Initializing image normalization.
|========================================================================================|
|  Epoch  |  Iteration  |  Time Elapsed  |  Mini-batch  |  Mini-batch  |  Base Learning  |
|         |             |   (hh:mm:ss)   |   Accuracy   |     Loss     |      Rate       |
|========================================================================================|
|       1 |           1 |       00:00:00 |       56.29% |       0.6931 |          0.0010 |
|      17 |          50 |       00:00:04 |       95.07% |       0.5546 |          0.0010 |
|      34 |         100 |       00:00:09 |       95.38% |       0.4408 |          0.0010 |
|      50 |         150 |       00:00:13 |       94.53% |       0.3785 |          0.0010 |
|      67 |         200 |       00:00:18 |       95.07% |       0.3278 |          0.0010 |
|      84 |         250 |       00:00:22 |       95.38% |       0.2923 |          0.0010 |
|     100 |         300 |       00:00:27 |       94.53% |       0.2820 |          0.0010 |
|========================================================================================|

Read and display a test image.

testImage = imread('triangleTest.jpg');
imshow(testImage)

Segment the test image and display the results.

C = semanticseg(testImage,net);
B = labeloverlay(testImage,C);
imshow(B)

Improve the results

The network failed to segment the triangles and classified every pixel as "background". The training appeared to be going well with training accuracies greater than 90%. However, the network only learned to classify the background class. To understand why this happened, you can count the occurrence of each pixel label across the dataset.

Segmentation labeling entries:

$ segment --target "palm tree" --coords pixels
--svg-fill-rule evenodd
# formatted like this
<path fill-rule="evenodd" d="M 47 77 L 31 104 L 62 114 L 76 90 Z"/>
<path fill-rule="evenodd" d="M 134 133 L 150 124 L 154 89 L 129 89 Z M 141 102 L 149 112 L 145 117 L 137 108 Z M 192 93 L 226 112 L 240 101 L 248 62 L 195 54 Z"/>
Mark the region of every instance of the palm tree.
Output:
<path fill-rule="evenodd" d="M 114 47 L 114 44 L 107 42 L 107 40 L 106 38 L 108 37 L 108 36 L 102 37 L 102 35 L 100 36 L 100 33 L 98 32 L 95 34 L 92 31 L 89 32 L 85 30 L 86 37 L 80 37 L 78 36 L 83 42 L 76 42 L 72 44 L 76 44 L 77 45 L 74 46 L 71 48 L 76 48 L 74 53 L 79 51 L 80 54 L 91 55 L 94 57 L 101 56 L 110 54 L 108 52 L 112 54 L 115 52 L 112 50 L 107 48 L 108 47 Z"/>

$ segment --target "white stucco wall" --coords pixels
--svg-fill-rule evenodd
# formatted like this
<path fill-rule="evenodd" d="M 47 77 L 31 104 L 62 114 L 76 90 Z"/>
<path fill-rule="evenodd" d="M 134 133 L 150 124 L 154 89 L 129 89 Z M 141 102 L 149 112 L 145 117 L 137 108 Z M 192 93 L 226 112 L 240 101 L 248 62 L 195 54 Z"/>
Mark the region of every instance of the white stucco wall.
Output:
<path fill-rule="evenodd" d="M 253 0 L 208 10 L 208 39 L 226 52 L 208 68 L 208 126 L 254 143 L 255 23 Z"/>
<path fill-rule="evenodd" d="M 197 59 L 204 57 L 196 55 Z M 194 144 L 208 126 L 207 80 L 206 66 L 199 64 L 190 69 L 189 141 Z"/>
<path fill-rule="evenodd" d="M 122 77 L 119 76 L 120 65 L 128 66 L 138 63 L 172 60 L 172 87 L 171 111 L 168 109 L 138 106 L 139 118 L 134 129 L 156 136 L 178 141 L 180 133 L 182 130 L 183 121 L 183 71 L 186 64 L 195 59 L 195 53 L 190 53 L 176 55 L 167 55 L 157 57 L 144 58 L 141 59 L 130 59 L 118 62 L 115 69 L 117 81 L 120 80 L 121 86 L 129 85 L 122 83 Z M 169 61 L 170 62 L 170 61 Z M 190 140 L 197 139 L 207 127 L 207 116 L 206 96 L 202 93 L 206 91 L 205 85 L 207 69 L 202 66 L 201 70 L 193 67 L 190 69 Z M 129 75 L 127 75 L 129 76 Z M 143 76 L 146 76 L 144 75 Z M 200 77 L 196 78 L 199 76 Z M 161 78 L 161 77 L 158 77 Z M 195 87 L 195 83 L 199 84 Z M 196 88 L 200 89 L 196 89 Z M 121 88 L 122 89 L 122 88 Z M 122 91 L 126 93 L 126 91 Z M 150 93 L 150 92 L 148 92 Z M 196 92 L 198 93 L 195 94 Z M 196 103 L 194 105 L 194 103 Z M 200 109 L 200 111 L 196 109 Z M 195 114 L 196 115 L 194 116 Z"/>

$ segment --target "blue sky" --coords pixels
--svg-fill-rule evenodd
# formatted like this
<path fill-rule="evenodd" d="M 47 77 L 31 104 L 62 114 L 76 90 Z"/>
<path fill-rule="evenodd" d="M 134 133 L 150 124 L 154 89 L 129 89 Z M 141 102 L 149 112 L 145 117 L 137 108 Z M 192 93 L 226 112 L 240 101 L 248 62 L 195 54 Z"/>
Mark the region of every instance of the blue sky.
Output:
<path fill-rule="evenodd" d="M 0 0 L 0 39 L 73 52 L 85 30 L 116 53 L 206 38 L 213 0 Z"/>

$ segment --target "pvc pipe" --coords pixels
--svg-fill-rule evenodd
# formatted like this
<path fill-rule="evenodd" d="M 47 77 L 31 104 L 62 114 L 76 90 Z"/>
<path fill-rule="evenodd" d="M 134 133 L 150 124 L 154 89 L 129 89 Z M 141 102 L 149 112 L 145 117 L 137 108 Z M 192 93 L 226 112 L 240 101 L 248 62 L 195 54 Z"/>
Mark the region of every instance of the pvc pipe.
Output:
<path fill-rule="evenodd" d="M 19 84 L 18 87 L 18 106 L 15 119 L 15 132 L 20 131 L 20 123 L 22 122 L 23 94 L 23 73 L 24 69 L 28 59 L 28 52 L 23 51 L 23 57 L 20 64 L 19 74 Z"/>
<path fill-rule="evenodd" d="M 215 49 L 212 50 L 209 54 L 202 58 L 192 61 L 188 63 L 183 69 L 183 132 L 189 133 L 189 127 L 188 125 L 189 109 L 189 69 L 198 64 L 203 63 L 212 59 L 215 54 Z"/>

■ INSTRUCTIONS:
• A. Answer these questions about the segmentation training excerpt, marking each answer with the same numeral:
(i) What mini-batch accuracy does the log show at iteration 1?
(ii) What image file is read in as the test image?
(iii) What label did the network give to every pixel of the test image?
• B. Repeat the part of the segmentation training excerpt that opens with the words containing "testImage = imread('triangleTest.jpg');" and closes with "across the dataset.".
• C. Summarize the segmentation training excerpt in two sentences.

■ OUTPUTS FOR THE TASKS:
• A.
(i) 56.29%
(ii) triangleTest.jpg
(iii) "background"

• B.
testImage = imread('triangleTest.jpg');
imshow(testImage)

Segment the test image and display the results.

C = semanticseg(testImage,net);
B = labeloverlay(testImage,C);
imshow(B)

Improve the results

The network failed to segment the triangles and classified every pixel as "background". The training appeared to be going well with training accuracies greater than 90%. However, the network only learned to classify the background class. To understand why this happened, you can count the occurrence of each pixel label across the dataset.

• C. Over 100 epochs and 300 iterations, training loss fell from 0.6931 to 0.2820 and mini-batch accuracy rose above 90%. On a test image, however, the network failed to segment the triangles and classified every pixel as background, because it had learned only the background class.